— TEXT SECTION —

[start]

Convert fetchart plugin, with OO rewrite of sources

Art sources are now classes
2025-12-20 23:53:15 +01:00 · 2015-01-06 19:19:30 +01:00 · 2015-01-06 19:19:30 +01:00 · 8097ff8c1d
commit 8097ff8c1d
parent 5c1cc6e7fc
1 changed files with 237 additions and 240 deletions
--- a/beetsplug/fetchart.py
+++ b/beetsplug/fetchart.py
@ -21,7 +21,6 @@ from tempfile import NamedTemporaryFile

 import requests

-from beets import logging
 from beets import plugins
 from beets import importer
 from beets import ui
@ -39,191 +38,166 @@ IMAGE_EXTENSIONS = ['png', 'jpg', 'jpeg']
 CONTENT_TYPES = ('image/jpeg',)
 DOWNLOAD_EXTENSION = '.jpg'

-log = logging.getLogger(__name__)
-
 requests_session = requests.Session()
 requests_session.headers = {'User-Agent': 'beets'}


-def _fetch_image(url):
-    """Downloads an image from a URL and checks whether it seems to
-    actually be an image. If so, returns a path to the downloaded image.
-    Otherwise, returns None.
-    """
-    log.debug(u'downloading art: {0}', url)
-    try:
-        with closing(requests_session.get(url, stream=True)) as resp:
-            if 'Content-Type' not in resp.headers \
-                    or resp.headers['Content-Type'] not in CONTENT_TYPES:
-                log.debug(u'not an image')
-                return
-
-            # Generate a temporary file with the correct extension.

[end]

— DATA ENTRIES —
[start]

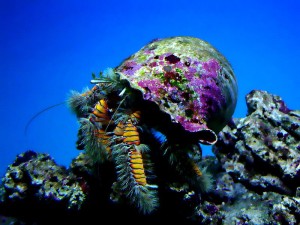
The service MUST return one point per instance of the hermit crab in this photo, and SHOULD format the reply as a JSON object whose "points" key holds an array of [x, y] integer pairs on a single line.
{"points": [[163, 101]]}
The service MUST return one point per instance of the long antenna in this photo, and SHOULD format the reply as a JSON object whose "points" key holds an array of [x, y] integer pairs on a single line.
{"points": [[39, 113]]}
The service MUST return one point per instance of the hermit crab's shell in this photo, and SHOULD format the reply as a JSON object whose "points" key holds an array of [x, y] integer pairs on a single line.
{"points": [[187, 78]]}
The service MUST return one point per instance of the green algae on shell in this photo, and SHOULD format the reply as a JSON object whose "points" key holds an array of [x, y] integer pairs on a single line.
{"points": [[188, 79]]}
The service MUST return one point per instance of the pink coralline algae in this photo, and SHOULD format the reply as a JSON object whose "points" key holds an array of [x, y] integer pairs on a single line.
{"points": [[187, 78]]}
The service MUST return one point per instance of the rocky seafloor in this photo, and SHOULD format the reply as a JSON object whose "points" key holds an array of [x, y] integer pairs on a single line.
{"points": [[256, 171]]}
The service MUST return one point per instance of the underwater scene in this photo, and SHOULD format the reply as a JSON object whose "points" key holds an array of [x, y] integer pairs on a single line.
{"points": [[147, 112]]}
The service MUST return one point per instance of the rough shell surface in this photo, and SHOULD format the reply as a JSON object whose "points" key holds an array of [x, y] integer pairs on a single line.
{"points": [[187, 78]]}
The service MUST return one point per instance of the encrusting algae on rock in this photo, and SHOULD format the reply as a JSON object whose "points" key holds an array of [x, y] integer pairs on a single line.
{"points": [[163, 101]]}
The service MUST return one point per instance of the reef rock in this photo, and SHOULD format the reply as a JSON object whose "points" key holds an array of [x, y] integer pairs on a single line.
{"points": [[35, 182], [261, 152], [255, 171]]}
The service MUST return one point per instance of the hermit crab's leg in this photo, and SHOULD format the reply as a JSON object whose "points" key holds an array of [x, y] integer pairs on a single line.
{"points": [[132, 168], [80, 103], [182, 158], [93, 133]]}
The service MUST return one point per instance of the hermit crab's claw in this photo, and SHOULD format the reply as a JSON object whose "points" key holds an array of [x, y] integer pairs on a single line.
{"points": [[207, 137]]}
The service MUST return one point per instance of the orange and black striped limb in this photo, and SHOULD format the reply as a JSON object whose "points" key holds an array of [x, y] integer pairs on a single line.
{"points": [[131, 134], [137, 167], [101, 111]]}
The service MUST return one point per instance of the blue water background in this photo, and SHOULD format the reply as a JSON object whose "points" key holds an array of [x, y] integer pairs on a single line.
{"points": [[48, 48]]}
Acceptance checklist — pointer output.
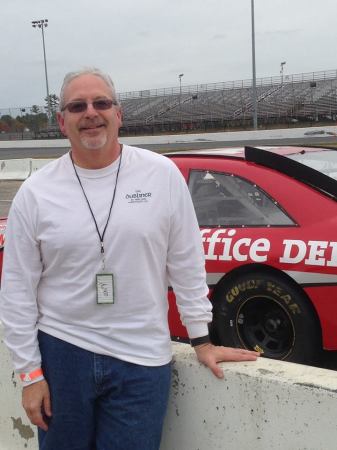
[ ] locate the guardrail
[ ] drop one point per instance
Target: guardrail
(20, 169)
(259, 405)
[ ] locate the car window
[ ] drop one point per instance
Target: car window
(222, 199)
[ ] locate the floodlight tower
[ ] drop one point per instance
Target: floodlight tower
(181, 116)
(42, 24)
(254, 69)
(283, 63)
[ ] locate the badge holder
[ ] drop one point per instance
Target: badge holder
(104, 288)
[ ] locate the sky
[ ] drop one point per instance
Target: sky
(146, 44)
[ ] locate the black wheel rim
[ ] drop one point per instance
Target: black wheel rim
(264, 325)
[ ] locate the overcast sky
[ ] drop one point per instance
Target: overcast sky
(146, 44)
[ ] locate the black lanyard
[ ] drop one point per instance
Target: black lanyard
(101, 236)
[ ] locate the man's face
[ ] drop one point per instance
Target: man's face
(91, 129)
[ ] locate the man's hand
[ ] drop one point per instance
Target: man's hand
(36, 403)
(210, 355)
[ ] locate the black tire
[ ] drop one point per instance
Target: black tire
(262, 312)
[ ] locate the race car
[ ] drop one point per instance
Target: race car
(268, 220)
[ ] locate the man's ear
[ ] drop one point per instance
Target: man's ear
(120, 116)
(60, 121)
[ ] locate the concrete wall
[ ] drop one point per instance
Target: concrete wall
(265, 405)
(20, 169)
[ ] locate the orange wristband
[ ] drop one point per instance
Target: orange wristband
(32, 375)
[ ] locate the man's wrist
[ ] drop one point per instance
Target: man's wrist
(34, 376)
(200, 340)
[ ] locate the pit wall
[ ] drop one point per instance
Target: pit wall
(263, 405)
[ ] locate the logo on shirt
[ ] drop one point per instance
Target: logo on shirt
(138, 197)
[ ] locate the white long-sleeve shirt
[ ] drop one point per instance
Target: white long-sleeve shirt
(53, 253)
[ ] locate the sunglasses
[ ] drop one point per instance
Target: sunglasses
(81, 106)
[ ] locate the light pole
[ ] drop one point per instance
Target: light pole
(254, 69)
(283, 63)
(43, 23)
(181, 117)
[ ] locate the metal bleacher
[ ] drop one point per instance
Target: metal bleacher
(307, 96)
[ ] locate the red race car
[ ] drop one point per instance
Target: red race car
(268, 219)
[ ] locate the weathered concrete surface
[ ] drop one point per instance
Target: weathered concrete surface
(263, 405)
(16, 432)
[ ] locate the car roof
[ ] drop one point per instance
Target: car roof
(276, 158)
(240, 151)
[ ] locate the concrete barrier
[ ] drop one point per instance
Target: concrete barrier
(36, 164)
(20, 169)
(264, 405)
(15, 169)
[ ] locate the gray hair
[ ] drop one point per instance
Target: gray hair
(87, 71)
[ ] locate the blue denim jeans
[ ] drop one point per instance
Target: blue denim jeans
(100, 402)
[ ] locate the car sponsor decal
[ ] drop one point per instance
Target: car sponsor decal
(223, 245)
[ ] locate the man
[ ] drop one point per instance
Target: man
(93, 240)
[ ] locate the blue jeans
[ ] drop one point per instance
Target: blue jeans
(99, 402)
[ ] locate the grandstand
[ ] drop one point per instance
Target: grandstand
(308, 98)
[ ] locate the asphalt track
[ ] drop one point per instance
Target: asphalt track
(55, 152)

[end]
[start]

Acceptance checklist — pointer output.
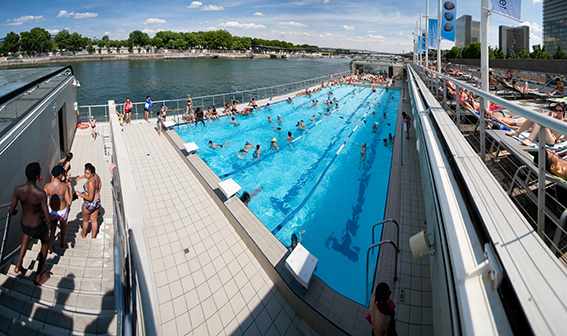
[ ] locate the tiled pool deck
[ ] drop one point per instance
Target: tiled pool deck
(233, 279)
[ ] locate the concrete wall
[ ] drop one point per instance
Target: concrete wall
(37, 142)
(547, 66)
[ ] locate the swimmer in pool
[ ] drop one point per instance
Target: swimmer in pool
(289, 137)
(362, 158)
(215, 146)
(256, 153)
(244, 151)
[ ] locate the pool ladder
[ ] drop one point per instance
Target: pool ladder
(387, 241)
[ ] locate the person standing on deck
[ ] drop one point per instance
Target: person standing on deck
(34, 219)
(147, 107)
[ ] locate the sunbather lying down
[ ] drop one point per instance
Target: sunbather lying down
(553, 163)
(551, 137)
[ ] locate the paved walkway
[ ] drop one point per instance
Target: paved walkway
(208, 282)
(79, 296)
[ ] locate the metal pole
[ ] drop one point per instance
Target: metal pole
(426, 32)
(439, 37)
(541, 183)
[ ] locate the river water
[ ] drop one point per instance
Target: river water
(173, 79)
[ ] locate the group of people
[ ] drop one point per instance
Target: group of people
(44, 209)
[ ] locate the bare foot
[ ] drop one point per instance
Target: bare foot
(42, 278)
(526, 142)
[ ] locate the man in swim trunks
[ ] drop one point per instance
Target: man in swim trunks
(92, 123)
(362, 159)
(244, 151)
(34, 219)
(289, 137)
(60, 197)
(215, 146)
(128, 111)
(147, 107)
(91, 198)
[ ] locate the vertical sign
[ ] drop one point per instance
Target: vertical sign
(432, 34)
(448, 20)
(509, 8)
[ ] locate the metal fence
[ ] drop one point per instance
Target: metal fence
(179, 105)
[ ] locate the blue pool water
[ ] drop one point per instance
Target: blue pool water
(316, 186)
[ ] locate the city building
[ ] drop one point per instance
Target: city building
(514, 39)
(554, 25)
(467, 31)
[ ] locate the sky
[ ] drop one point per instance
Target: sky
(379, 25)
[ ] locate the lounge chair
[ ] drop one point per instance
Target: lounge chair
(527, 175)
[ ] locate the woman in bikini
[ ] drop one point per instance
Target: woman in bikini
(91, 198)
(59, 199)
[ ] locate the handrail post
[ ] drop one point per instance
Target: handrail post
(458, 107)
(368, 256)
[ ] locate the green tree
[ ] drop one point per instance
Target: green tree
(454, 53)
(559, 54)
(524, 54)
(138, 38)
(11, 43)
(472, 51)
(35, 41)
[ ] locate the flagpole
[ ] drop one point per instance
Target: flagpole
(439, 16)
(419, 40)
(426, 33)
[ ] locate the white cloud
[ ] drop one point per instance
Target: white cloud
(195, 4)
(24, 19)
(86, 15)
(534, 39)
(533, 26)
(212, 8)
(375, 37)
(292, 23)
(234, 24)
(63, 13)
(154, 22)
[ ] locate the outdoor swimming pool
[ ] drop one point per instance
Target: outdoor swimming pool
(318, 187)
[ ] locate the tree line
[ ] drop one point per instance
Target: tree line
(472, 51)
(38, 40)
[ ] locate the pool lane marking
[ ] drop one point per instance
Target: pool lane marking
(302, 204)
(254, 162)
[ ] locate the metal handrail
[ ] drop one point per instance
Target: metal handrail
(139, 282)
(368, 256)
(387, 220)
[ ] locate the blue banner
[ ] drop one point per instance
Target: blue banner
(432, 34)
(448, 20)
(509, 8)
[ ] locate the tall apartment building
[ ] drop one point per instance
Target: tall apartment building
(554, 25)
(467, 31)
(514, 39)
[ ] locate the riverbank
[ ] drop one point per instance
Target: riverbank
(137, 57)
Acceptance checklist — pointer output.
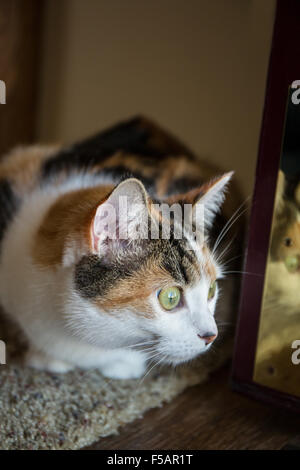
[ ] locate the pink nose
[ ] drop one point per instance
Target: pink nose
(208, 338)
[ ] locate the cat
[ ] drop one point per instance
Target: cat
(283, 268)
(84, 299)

[end]

— TASKS AND EXERCISES —
• A. Answer these questions about the fetchart commit page:
(i) Which file does the commit change?
(ii) How many lines were added and how many were deleted?
(iii) What value is given for the 'User-Agent' header of the requests session?
• B. Carry on the fetchart commit diff from its last line, in the same diff format.
The entries were taken from a different source than the text.

— PER-TASK OUTPUTS —
• A.
(i) beetsplug/fetchart.py
(ii) 237 additions and 240 deletions
(iii) 'beets'

• B.
-            with NamedTemporaryFile(suffix=DOWNLOAD_EXTENSION, delete=False) \
-                    as fh:
-                for chunk in resp.iter_content():
-                    fh.write(chunk)
-            log.debug(u'downloaded art to: {0}',
-                      util.displayable_path(fh.name))
-            return fh.name
-    except (IOError, requests.RequestException):
-        log.debug(u'error fetching art')
-
-
 # ART SOURCES ################################################################

-# Cover Art Archive.
+class ArtSource(object):
+    def __init__(self, log):
+        self._log = log

-CAA_URL = 'http://coverartarchive.org/release/{mbid}/front-500.jpg'
-CAA_GROUP_URL = 'http://coverartarchive.org/release-group/{mbid}/front-500.jpg'
+    def get(self, album):
+        raise NotImplementedError()


-def caa_art(album):
-    """Return the Cover Art Archive and Cover Art Archive release group URLs
-    using album MusicBrainz release ID and release group ID.
-    """
-    if album.mb_albumid:
-        yield CAA_URL.format(mbid=album.mb_albumid)
-    if album.mb_releasegroupid:
-        yield CAA_GROUP_URL.format(mbid=album.mb_releasegroupid)
+class CoverArtArchive(ArtSource):
+    """Cover Art Archive"""
+    URL = 'http://coverartarchive.org/release/{mbid}/front-500.jpg'
+    GROUP_URL = 'http://coverartarchive.org/release-group/{mbid}/front-500.jpg'
+
+    def get(self, album):
+        """Return the Cover Art Archive and Cover Art Archive release group URLs
+        using album MusicBrainz release ID and release group ID.
+        """
+        if album.mb_albumid:
+            yield self.URL.format(mbid=album.mb_albumid)
+        if album.mb_releasegroupid:
+            yield self.GROUP_URL.format(mbid=album.mb_releasegroupid)


-# Art from Amazon.
+class Amazon(ArtSource):
+    URL = 'http://images.amazon.com/images/P/%s.%02i.LZZZZZZZ.jpg'
+    INDICES = (1, 2)

-AMAZON_URL = 'http://images.amazon.com/images/P/%s.%02i.LZZZZZZZ.jpg'
-AMAZON_INDICES = (1, 2)
+    def get(self, album):
+        """Generate URLs using Amazon ID (ASIN) string.
+        """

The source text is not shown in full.